Stored data entries
*** Block opens ***

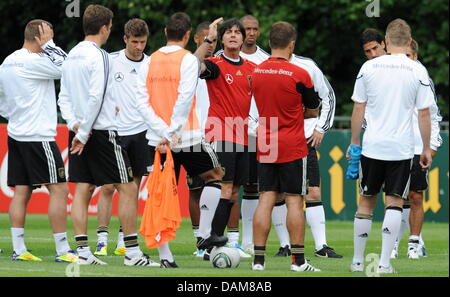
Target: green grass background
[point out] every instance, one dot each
(39, 240)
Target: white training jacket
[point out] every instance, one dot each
(122, 87)
(83, 87)
(27, 92)
(435, 117)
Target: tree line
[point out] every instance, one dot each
(328, 30)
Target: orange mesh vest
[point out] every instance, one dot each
(163, 80)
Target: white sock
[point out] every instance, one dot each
(248, 207)
(279, 215)
(17, 235)
(315, 217)
(405, 223)
(195, 230)
(233, 238)
(83, 249)
(361, 231)
(165, 253)
(132, 249)
(102, 237)
(120, 242)
(208, 203)
(421, 242)
(61, 243)
(390, 229)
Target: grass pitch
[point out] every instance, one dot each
(39, 240)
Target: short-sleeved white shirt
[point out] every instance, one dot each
(391, 86)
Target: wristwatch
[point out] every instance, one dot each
(207, 40)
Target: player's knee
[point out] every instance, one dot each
(415, 199)
(313, 194)
(108, 190)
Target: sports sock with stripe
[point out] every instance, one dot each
(391, 226)
(17, 235)
(279, 214)
(132, 246)
(209, 200)
(315, 217)
(298, 254)
(259, 255)
(362, 227)
(165, 253)
(248, 208)
(102, 235)
(82, 246)
(61, 243)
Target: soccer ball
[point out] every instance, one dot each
(224, 257)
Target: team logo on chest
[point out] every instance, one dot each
(119, 76)
(229, 78)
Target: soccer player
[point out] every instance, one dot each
(131, 129)
(387, 90)
(372, 43)
(195, 183)
(96, 158)
(315, 128)
(228, 80)
(166, 89)
(27, 100)
(419, 178)
(252, 52)
(282, 90)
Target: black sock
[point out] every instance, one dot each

*** Block closes ***

**Exercise objective**
Nothing but the lines from the one holding "Target: soccer player" to the end of the entries should be output, each exactly as it appears.

**Answer to this exercise**
Target: soccer player
[point out] every instance, one dot each
(131, 129)
(387, 90)
(372, 43)
(195, 183)
(96, 158)
(315, 128)
(228, 80)
(166, 89)
(27, 100)
(419, 178)
(252, 52)
(282, 90)
Target: black sock
[point out] every instance, one dot each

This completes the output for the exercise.